→ Objective:
Reproduce verbatim every line from the one that includes "For the silver" to the closing line of the entries; omit everything before it.

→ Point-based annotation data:
┌──

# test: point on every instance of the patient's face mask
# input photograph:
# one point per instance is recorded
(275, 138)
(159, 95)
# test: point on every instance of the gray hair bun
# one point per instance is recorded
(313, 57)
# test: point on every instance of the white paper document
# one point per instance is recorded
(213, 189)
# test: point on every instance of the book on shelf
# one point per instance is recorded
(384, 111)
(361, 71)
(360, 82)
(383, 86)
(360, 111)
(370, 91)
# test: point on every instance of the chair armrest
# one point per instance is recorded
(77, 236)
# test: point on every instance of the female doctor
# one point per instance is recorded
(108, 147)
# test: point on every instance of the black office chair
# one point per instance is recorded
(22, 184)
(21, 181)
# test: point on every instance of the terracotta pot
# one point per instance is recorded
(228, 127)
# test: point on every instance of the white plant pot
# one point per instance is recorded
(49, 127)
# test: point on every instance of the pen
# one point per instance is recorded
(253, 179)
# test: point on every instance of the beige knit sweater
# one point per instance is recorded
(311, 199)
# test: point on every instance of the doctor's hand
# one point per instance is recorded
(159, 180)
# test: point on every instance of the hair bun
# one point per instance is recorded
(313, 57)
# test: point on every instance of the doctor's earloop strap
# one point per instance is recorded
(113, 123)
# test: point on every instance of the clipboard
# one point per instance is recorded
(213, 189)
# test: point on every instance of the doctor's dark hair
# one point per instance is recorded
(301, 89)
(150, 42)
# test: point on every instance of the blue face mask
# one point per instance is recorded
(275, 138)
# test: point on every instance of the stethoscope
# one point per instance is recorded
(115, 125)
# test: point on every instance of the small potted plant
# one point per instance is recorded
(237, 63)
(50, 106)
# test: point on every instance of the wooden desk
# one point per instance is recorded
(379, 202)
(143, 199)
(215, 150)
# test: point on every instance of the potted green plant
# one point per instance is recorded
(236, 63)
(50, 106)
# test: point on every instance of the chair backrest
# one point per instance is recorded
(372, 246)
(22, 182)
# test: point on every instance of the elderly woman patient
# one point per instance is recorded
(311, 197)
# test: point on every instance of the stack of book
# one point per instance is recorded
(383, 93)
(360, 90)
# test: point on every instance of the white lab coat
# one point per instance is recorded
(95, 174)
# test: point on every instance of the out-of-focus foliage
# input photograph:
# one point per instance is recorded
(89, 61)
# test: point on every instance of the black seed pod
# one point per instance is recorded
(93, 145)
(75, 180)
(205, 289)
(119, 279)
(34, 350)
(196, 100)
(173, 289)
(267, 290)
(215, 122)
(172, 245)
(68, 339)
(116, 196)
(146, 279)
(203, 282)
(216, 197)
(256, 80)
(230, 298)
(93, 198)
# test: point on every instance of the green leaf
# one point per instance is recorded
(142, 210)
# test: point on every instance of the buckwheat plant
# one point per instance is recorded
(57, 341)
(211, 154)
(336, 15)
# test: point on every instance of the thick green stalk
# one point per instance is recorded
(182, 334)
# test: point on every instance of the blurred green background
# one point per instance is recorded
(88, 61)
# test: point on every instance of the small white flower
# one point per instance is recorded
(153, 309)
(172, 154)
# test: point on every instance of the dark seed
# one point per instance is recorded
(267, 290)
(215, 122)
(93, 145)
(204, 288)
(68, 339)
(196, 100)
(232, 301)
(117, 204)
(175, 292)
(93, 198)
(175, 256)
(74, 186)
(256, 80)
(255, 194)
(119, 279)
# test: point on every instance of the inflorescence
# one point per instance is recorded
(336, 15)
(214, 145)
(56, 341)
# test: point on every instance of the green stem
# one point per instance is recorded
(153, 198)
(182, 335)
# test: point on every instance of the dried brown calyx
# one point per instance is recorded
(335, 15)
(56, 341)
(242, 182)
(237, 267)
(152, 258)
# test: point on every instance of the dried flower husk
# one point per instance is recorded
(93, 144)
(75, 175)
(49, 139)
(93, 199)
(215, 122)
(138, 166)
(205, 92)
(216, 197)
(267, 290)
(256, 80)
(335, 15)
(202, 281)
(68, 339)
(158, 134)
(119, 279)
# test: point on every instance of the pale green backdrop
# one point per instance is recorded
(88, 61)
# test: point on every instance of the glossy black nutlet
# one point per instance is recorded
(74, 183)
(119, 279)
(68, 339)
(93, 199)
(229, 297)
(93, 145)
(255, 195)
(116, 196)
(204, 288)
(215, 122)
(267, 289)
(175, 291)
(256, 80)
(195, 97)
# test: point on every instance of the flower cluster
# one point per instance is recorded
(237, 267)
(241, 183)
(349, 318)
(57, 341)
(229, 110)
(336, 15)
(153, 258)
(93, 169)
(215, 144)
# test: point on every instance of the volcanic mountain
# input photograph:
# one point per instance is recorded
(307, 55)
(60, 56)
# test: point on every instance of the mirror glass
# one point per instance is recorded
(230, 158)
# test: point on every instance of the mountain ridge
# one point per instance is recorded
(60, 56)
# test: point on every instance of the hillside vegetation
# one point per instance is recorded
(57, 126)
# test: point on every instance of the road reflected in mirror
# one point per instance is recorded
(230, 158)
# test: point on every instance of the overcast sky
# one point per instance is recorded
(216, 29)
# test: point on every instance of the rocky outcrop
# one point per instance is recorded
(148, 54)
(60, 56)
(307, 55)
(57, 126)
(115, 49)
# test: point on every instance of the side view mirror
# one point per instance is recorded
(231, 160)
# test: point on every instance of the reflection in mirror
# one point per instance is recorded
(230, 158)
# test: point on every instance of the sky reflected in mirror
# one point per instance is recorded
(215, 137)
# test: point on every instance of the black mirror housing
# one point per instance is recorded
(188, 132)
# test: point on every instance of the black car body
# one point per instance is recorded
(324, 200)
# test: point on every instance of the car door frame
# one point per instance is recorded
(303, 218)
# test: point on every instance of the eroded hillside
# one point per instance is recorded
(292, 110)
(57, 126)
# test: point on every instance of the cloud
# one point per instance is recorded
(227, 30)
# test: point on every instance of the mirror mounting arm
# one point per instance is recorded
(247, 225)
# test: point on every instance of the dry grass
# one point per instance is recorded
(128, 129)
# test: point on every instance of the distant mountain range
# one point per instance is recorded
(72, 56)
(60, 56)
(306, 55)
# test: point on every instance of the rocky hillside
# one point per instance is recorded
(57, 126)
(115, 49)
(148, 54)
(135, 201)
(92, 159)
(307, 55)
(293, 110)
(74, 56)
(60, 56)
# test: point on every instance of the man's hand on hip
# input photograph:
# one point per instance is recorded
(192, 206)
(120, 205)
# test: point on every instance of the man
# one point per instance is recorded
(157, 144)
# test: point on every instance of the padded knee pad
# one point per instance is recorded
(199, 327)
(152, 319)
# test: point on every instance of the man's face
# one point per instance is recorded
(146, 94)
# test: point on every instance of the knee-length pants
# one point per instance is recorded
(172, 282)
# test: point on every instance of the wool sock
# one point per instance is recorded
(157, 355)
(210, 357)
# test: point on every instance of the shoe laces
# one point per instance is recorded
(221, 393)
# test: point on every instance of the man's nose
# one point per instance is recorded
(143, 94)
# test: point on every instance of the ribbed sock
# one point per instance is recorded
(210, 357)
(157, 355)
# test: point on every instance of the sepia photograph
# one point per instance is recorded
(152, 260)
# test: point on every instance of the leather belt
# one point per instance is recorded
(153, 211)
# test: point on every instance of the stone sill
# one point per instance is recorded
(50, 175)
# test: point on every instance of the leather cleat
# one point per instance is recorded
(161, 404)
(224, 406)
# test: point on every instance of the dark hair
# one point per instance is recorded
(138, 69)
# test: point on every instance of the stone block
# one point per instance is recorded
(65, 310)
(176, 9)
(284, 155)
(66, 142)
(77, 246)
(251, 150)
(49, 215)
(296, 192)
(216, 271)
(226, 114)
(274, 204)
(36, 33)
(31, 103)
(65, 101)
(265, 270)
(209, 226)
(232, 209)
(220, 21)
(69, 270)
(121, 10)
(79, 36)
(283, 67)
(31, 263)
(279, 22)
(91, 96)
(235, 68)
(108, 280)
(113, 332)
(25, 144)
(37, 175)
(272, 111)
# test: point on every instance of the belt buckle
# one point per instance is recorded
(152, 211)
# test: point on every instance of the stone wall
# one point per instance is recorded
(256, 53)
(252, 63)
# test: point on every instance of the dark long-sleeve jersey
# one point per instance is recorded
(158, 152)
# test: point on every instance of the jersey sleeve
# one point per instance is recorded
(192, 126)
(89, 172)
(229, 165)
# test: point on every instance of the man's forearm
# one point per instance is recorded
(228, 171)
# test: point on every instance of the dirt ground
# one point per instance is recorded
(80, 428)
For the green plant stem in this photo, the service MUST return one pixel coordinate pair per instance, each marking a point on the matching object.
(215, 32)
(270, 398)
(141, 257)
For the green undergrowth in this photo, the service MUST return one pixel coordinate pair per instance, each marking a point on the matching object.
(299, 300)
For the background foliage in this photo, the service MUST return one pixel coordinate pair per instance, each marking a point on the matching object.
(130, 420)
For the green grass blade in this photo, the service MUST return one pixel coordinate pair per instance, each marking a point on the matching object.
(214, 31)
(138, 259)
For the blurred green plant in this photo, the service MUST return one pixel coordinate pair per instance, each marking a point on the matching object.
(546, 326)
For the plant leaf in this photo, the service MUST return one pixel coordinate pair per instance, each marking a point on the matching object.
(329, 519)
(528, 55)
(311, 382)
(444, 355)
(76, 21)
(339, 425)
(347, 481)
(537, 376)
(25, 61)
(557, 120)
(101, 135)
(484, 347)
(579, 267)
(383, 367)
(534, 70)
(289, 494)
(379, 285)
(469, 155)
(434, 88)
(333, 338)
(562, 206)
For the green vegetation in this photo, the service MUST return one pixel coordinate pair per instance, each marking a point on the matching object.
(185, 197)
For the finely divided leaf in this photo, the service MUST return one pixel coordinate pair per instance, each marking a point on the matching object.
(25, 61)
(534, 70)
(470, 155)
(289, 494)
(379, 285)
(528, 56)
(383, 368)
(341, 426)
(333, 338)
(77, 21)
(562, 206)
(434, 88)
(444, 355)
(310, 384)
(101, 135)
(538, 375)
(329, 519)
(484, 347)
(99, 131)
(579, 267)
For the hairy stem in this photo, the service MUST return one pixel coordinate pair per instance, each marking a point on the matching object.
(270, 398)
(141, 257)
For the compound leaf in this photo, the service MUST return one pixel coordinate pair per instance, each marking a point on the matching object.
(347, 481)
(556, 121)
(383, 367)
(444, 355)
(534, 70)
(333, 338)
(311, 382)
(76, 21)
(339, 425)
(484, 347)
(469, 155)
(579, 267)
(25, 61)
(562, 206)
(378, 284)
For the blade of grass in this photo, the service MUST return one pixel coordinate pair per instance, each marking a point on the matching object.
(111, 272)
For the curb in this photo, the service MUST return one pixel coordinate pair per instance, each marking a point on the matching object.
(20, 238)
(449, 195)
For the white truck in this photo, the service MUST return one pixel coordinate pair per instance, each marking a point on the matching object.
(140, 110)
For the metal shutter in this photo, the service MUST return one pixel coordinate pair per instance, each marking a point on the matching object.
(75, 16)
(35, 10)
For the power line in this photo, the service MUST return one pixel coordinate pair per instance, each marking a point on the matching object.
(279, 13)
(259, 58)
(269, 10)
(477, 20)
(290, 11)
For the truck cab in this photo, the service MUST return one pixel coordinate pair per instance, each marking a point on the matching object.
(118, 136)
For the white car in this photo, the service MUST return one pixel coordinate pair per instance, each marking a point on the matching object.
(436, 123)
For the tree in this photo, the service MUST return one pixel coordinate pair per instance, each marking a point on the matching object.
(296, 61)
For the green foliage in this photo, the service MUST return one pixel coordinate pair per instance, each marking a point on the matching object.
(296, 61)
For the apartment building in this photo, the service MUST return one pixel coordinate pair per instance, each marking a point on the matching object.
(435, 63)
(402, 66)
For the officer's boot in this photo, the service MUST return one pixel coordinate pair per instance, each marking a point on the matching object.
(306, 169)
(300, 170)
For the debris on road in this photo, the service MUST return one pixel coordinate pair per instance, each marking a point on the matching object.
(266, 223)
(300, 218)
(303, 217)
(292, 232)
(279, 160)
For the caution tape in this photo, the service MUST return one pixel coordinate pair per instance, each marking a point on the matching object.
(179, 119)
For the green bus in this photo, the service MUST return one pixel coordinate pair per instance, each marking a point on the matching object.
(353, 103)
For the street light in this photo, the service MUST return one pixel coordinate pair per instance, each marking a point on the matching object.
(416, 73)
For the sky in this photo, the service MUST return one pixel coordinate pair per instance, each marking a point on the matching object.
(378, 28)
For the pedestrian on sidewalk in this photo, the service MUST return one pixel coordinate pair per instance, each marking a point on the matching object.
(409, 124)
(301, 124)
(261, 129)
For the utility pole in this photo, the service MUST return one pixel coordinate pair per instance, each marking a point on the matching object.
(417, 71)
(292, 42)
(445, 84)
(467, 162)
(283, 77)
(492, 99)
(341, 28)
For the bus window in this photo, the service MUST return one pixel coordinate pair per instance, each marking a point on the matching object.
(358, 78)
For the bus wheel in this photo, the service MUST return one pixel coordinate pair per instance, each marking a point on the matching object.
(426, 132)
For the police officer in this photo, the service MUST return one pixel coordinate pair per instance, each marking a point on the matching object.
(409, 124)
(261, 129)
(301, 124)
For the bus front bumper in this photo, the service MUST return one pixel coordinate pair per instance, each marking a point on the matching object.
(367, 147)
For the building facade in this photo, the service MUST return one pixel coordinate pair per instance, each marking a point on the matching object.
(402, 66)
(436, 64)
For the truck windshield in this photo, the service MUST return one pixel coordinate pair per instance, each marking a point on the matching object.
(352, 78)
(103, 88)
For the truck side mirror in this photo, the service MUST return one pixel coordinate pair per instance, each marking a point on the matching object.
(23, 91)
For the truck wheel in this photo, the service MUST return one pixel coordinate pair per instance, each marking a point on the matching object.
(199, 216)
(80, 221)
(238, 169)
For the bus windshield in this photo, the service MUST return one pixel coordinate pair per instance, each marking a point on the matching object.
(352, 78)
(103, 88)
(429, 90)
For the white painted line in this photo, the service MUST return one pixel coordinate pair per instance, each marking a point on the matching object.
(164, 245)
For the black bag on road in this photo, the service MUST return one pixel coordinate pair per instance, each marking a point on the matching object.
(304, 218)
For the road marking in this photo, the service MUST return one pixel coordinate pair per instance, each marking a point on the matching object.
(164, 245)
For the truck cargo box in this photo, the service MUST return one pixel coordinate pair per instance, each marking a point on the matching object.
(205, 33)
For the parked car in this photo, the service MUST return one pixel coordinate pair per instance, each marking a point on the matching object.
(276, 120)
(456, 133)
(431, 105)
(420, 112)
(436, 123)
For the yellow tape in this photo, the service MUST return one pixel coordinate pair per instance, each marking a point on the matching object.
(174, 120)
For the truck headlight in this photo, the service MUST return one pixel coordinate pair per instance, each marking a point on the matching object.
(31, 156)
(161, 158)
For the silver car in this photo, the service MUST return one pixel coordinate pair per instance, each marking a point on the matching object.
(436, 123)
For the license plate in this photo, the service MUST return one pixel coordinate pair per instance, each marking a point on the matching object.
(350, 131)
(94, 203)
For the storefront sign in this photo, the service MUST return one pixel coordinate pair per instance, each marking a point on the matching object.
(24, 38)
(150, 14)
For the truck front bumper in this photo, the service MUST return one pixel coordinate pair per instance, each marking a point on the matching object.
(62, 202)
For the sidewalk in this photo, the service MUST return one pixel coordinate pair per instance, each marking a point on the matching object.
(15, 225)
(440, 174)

└──

→ Expected answer:
For the silver car in this photo, the service MUST return one pixel coordinate pair per instance, each marking a point on the matching object.
(436, 123)
For the license plate in this photo, the service MUST return one pixel coordinate pair per instance, each marking a point on the matching object.
(350, 131)
(94, 203)
For the storefront sign in this photo, the service MUST return one pixel coordinate pair per instance, each marking a point on the matching object.
(24, 38)
(150, 14)
For the truck front bumper in this photo, the service MUST return one pixel coordinate pair per instance, each marking a point on the matching object.
(62, 202)
For the sidewalk in this photo, the service MUST return one pixel coordinate pair per instance, each marking a point on the matching object.
(15, 225)
(440, 174)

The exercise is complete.